● **Required work**
Each record below must be written out again in exactly the same form.

(Natural language region descriptions)

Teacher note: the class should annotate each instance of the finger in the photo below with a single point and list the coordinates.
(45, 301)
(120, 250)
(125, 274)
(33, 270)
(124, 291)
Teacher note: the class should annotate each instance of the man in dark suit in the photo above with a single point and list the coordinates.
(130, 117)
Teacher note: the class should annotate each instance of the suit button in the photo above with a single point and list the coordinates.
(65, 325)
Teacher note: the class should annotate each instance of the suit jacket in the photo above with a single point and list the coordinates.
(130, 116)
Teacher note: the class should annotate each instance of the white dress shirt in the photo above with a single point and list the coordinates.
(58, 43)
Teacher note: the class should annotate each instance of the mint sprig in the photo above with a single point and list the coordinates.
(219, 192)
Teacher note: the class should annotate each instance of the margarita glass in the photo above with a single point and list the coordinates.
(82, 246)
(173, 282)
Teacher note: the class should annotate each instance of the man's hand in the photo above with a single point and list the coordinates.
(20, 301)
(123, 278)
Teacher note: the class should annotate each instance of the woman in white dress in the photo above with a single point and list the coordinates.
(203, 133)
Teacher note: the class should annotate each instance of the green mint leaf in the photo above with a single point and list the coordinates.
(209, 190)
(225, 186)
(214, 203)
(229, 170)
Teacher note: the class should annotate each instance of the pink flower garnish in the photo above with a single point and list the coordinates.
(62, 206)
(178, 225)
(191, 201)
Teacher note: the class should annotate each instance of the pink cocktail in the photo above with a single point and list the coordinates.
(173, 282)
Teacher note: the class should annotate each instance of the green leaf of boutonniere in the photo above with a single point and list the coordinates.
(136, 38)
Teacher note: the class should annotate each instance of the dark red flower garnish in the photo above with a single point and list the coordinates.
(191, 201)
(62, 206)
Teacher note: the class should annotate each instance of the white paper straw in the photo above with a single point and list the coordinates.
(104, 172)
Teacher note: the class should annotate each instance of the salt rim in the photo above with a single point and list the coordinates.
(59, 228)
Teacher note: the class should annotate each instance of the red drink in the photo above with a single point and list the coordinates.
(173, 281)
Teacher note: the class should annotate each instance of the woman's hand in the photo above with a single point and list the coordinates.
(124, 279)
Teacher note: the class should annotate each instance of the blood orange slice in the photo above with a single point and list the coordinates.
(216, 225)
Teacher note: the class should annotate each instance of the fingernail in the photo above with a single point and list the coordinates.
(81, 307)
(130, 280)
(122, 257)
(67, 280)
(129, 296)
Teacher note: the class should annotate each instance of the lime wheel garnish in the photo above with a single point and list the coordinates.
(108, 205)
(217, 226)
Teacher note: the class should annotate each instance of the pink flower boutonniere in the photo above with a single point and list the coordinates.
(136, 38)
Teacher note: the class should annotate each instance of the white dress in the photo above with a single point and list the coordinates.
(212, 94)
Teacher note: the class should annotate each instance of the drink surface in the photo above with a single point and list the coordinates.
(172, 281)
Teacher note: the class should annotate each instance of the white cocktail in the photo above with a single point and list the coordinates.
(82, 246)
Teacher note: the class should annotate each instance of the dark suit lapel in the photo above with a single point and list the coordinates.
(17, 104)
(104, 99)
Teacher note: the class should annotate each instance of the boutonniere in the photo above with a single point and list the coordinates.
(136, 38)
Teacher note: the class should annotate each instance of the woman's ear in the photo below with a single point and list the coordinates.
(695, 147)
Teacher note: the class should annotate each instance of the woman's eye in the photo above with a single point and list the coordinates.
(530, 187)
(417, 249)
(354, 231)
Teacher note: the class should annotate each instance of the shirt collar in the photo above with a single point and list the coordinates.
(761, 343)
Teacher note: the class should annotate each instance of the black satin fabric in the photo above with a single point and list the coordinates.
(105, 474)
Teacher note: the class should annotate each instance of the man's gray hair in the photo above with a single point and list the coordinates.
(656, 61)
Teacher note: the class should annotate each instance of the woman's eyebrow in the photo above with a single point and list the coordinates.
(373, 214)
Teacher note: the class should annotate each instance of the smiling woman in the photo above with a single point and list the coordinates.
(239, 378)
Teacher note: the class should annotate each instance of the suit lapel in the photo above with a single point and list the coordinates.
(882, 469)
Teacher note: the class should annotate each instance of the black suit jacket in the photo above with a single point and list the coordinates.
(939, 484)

● **Solution**
Teacher note: the class should annotate each instance of the finger in the photo below with a single point and list the coordinates.
(45, 301)
(120, 250)
(125, 274)
(33, 270)
(124, 291)
Teacher note: the class should annotate each instance of the man in dark suit in the photo above with a single point and list the coordinates.
(130, 117)
Teacher note: the class should annotate each instance of the suit button in the photo above with a single point and list the coordinates.
(65, 325)
Teacher note: the class should annotate each instance of the suit jacket in the photo above with a single point and list the coordinates.
(130, 116)
Teacher note: the class should annotate each instance of the white dress shirt in the photo above with a single point and list the coordinates.
(58, 43)
Teacher note: the class should annotate each instance of the mint sprig in the photo above with a single point and list the coordinates.
(219, 192)
Teacher note: the class should annotate each instance of the margarita glass in the photo above with a single point and list the coordinates.
(82, 246)
(173, 282)
Teacher note: the class should annotate each instance of the man's hand in the photo above with a single point and list the coordinates.
(20, 301)
(123, 278)
Teacher note: the class should annotate each instance of the woman in white dress in the photo above with a single point and list the coordinates.
(203, 133)
Teacher note: the class should annotate each instance of the green mint leaf in the photo above with a single point and list the coordinates.
(209, 190)
(225, 186)
(214, 203)
(229, 170)
Teacher note: the class should annotate each instance of the pink flower garnish in the photo above with a single point and list the coordinates.
(62, 206)
(178, 225)
(191, 201)
Teacher note: the class should annotate each instance of the pink cocktail in the photo above with a single point and list the coordinates.
(173, 282)
Teacher note: the class should annotate each instance of the green leaf of boutonniere in the photo above with a single point and list the coordinates.
(136, 38)
Teacher note: the class should annotate each instance of the dark red flower garnish in the photo above with a single point and list the coordinates.
(191, 201)
(62, 206)
Teacher note: the class should annotate each instance of the white paper straw in the photo above with a single point and list the coordinates.
(104, 172)
Teacher note: the class should annotate each instance of the salt rim in the photo above with a single point and list the coordinates.
(59, 228)
Teacher note: the class should annotate each instance of the red drink in the photo above with a single point and list the coordinates.
(173, 281)
Teacher note: the class should annotate each instance of the woman's hand in the photo above with a single point and list the coordinates.
(124, 279)
Teacher note: the class should annotate each instance of the blood orange slice in the photo above with a single point and list the coordinates.
(216, 225)
Teacher note: the class should annotate each instance of the fingernail in the photo above with a single point and list the coordinates.
(81, 307)
(130, 280)
(122, 257)
(67, 280)
(129, 296)
Teacher note: the class should annotate each instance of the lime wheel garnish in the photo above with a single point and list the coordinates.
(108, 205)
(217, 226)
Teacher note: the class should annotate each instance of the pink flower boutonniere in the photo above with a single point and list the coordinates.
(136, 38)
Teacher note: the class should annotate each instance of the white dress in the photo above with a single point and list the coordinates.
(212, 94)
Teacher note: the class should annotate each instance of the drink surface in the photo above with a single point and list the coordinates.
(172, 281)
Teacher note: the class should annotate each instance of the white cocktail in the photo above with a single point and list the coordinates.
(82, 246)
Teacher note: the class should annotate each instance of the dark suit lapel in the photo above with a single point and list the coordinates.
(17, 104)
(104, 99)
Teacher note: the class should annotate each instance of the boutonniere in the photo above with a single point and list the coordinates.
(136, 38)
Teacher note: the class should annotate each instance of the woman's ear in the photo below with a single point and list the coordinates.
(695, 147)
Teacher note: the class should annotate each instance of the woman's eye in the photo above with a single point and list the coordinates.
(530, 187)
(417, 249)
(354, 231)
Teacher note: the class should annotate each instance of the shirt collar in the photo above with a single point and list the coordinates.
(761, 343)
Teacher note: the class should annotate each instance of the black satin fabric in the photo above with a single point and list the coordinates.
(105, 474)
Teacher note: the class should annotate each instance of the man's gray hair in the photo above with a single point and list the coordinates.
(656, 61)
Teacher note: the class should annotate each instance of the woman's eyebrow in the photo above with a single point and list the coordinates.
(373, 214)
Teacher note: the class should annotate each instance of the smiling woman in the photo above with a single point and list the coordinates.
(239, 378)
Teacher note: the class should annotate each instance of the suit lapel in the photo above with a single point and list the coordinates.
(882, 469)
Teacher note: the class should annotate each instance of the black suit jacket in the photo above with a single point and list the coordinates.
(939, 484)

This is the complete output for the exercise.